-- KRÓTKIE ZADANIE --
Znajdź w materiale poniżej każdy wiersz zawierający słowo „dead” i przepisz te wiersze w całości. Wielkość liter ma znaczenie.

(Pozycje ze zbioru danych)
"""

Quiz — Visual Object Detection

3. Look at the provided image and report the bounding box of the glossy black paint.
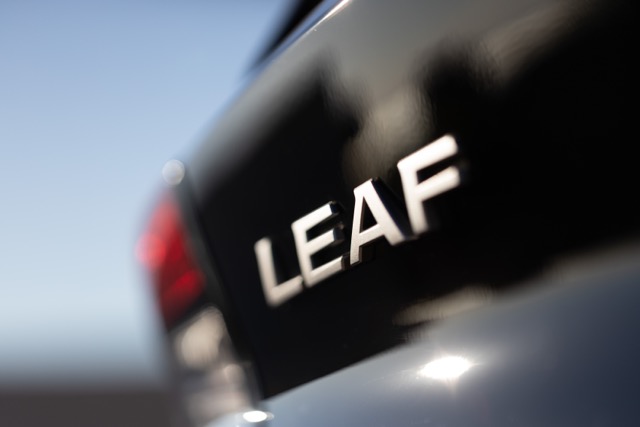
[180,0,640,396]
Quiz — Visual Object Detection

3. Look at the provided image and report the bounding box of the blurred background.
[0,0,290,425]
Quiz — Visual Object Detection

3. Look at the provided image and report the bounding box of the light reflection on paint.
[418,356,473,381]
[162,159,185,187]
[320,0,351,22]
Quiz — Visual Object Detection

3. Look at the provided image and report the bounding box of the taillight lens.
[136,194,204,327]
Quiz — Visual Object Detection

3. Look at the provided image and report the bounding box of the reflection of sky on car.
[0,0,288,392]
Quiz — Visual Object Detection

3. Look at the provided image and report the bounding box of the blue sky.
[0,0,288,392]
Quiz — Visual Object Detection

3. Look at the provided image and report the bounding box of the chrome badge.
[254,135,460,307]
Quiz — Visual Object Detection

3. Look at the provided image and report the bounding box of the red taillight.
[136,194,204,327]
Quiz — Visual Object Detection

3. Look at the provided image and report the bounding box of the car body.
[141,0,640,426]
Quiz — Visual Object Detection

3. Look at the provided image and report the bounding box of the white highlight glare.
[162,159,184,187]
[419,356,473,381]
[242,411,271,423]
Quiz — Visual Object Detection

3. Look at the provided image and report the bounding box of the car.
[138,0,640,427]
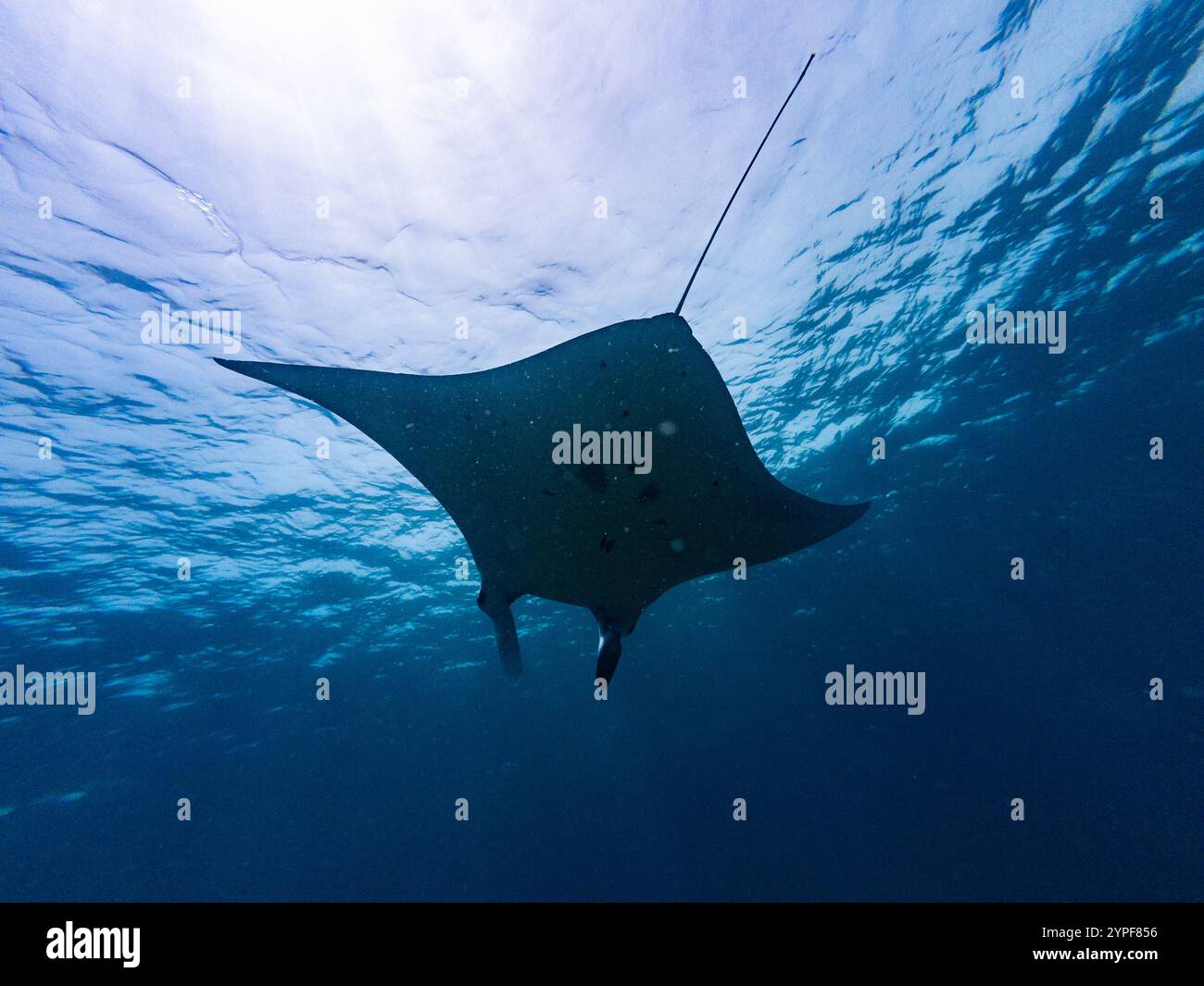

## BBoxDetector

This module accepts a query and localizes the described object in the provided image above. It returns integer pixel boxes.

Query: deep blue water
[0,0,1204,901]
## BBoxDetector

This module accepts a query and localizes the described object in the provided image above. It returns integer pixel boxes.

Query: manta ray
[216,55,870,682]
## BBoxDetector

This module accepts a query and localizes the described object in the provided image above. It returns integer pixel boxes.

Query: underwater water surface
[0,0,1204,901]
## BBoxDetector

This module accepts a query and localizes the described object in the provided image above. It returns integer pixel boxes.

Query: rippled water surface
[0,0,1204,899]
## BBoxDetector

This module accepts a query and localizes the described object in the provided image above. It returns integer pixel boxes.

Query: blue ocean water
[0,0,1204,901]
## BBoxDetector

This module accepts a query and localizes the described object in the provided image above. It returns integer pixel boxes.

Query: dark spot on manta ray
[216,56,870,681]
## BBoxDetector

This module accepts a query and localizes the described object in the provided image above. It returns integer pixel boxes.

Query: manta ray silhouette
[217,55,870,681]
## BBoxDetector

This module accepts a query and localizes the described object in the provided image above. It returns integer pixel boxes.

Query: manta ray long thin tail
[673,52,815,316]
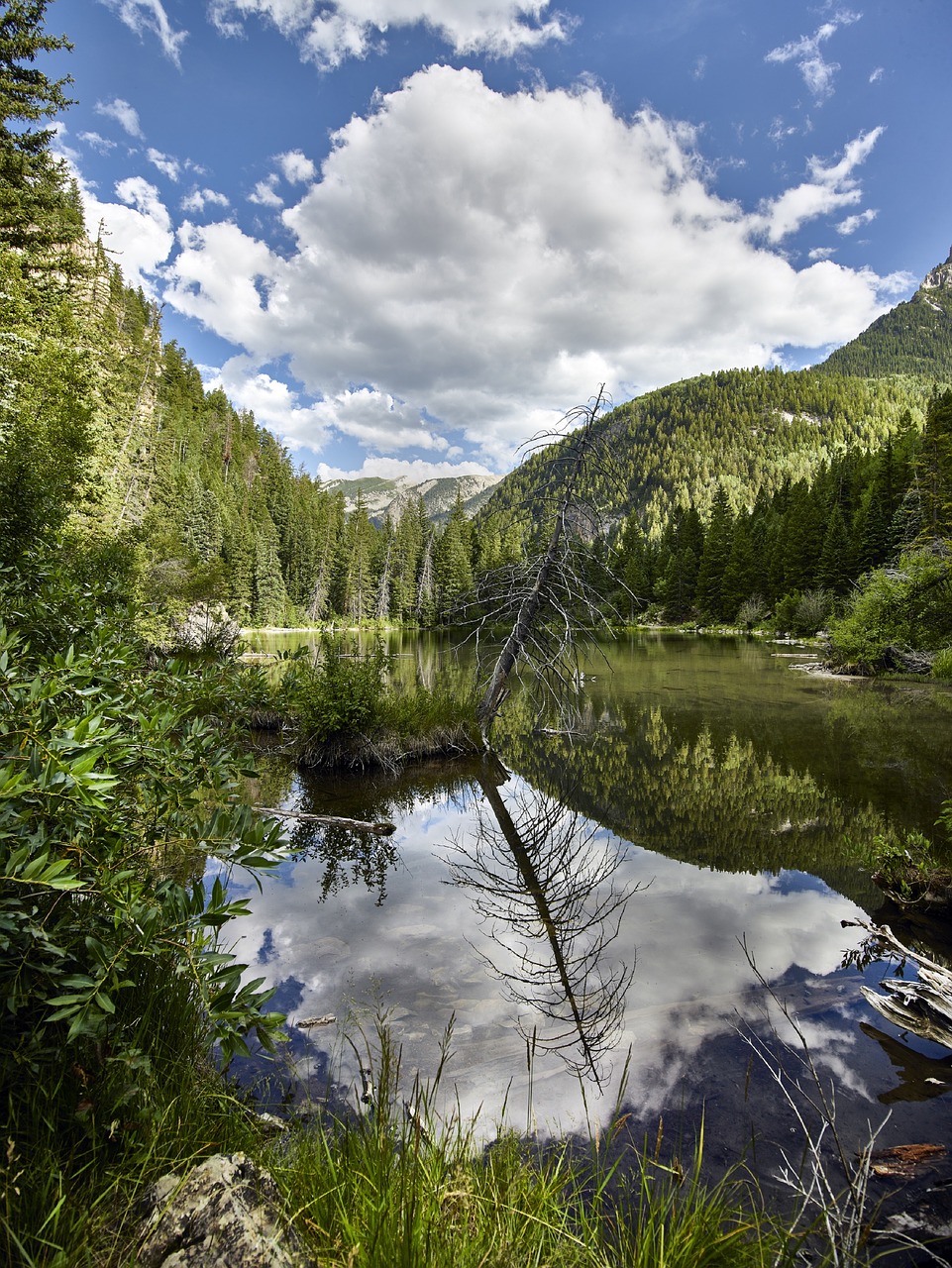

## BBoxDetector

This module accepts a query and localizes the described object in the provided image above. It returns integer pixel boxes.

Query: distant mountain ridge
[815,243,952,381]
[325,476,502,525]
[479,253,952,536]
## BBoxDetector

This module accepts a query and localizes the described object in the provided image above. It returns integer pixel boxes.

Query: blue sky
[45,0,952,478]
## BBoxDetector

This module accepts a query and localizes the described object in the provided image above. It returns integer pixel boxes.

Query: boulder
[136,1154,304,1268]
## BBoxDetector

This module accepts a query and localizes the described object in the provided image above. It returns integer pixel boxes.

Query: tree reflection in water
[446,757,640,1086]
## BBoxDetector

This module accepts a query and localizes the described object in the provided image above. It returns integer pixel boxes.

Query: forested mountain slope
[476,250,952,536]
[476,369,929,536]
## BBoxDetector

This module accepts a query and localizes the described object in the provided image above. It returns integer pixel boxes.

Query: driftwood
[251,805,397,837]
[857,922,952,1050]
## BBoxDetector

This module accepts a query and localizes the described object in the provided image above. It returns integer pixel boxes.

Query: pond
[232,633,952,1202]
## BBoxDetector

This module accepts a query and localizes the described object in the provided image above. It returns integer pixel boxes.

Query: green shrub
[830,551,952,672]
[281,638,388,746]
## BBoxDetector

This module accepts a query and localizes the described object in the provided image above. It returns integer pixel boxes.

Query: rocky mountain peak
[921,250,952,290]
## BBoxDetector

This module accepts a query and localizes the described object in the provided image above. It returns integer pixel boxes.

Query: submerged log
[251,805,397,837]
[857,922,952,1051]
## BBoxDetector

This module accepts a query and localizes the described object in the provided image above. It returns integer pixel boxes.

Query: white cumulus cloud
[81,176,175,298]
[837,208,876,237]
[761,128,885,242]
[277,150,317,185]
[210,0,571,69]
[157,66,895,467]
[95,96,142,139]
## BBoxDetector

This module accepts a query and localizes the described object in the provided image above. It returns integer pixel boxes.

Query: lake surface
[232,633,952,1197]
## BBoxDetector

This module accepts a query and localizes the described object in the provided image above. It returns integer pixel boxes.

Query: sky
[44,0,952,480]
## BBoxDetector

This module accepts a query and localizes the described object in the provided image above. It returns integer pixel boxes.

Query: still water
[225,634,952,1159]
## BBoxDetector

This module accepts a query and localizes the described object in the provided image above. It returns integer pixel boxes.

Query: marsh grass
[266,1024,785,1268]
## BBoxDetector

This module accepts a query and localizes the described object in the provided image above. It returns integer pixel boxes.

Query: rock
[136,1154,304,1268]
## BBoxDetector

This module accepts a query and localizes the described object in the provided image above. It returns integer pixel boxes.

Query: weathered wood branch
[476,383,604,749]
[856,920,952,1050]
[251,805,397,837]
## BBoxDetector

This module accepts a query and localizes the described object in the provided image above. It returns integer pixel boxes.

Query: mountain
[477,253,952,538]
[816,251,952,383]
[476,369,929,536]
[325,476,502,525]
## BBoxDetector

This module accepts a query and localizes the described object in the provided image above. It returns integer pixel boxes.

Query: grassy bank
[0,991,793,1268]
[241,634,477,771]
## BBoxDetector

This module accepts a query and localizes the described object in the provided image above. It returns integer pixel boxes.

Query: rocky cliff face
[919,249,952,291]
[327,476,502,524]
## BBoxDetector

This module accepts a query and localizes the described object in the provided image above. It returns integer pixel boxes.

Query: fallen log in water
[251,805,397,837]
[856,920,952,1051]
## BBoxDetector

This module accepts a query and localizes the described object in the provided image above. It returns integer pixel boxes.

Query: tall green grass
[266,1026,785,1268]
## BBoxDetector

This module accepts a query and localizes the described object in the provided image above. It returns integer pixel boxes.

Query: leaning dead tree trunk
[476,383,606,749]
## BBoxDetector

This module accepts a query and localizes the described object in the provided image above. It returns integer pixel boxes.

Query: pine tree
[697,487,734,620]
[0,0,82,262]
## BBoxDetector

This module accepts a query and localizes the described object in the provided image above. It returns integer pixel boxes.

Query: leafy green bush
[281,638,386,744]
[0,598,288,1115]
[830,551,952,672]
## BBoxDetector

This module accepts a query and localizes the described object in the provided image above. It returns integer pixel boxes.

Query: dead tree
[464,384,628,749]
[448,757,638,1083]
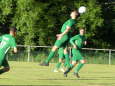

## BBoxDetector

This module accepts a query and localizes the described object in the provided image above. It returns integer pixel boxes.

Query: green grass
[0,62,115,86]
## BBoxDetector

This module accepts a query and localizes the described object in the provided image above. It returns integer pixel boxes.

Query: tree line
[0,0,115,48]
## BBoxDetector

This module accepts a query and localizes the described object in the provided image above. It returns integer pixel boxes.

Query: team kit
[0,6,87,78]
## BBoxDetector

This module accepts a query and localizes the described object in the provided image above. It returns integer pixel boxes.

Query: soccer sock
[64,64,74,74]
[64,54,70,68]
[63,62,67,67]
[0,69,6,74]
[56,62,61,69]
[75,63,84,73]
[45,51,55,63]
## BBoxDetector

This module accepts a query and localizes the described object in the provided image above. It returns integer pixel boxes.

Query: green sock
[64,54,70,68]
[56,62,61,69]
[45,51,55,63]
[75,63,84,73]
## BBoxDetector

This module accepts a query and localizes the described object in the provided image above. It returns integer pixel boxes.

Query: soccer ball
[78,6,86,13]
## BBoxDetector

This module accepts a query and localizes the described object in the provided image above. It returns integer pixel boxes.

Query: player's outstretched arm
[70,36,78,48]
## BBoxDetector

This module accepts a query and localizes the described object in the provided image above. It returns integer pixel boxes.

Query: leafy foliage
[0,0,115,48]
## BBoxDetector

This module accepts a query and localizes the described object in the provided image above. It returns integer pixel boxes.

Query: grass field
[0,62,115,86]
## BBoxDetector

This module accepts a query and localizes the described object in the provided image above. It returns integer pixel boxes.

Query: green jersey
[70,34,86,48]
[0,34,16,55]
[61,19,76,32]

"""

-- PEŁNA ODPOWIEDŹ --
Query: leaning dead tree trunk
Query: dead tree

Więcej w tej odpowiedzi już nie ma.